_WORK INSTRUCTIONS_
Each line of the data below that contains "instance" must be copied.

[Entries taken from a collection]
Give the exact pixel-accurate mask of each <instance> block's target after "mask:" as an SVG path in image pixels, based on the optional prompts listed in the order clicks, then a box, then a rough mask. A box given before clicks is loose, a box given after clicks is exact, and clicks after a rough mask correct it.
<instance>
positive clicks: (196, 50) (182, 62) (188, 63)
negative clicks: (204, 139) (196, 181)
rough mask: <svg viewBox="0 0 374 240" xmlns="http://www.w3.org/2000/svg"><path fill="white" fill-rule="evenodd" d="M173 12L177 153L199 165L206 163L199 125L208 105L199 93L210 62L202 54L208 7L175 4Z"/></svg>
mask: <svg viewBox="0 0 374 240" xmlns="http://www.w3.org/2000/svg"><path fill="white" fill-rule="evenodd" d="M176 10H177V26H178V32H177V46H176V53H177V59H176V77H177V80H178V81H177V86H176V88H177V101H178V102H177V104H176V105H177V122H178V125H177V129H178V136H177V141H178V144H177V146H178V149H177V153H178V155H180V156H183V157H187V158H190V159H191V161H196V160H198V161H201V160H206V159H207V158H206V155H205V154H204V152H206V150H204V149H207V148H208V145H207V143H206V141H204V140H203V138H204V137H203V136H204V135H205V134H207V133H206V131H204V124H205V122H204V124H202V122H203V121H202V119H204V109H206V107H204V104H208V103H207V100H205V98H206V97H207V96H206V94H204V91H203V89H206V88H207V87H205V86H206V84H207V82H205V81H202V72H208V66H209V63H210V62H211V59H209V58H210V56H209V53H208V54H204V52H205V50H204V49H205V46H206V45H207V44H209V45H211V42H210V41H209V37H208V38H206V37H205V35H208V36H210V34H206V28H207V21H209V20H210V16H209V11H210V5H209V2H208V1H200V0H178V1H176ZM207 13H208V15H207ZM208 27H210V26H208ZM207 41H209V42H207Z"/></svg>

_RESULT BELOW_
Give the exact pixel-accurate mask of each <instance> block's target after "mask:" as an SVG path in image pixels, based on the optional prompts listed in the order clicks, then a box, then a rough mask. A box given before clicks is loose, a box given after clicks is exact, and clicks after a rough mask correct it.
<instance>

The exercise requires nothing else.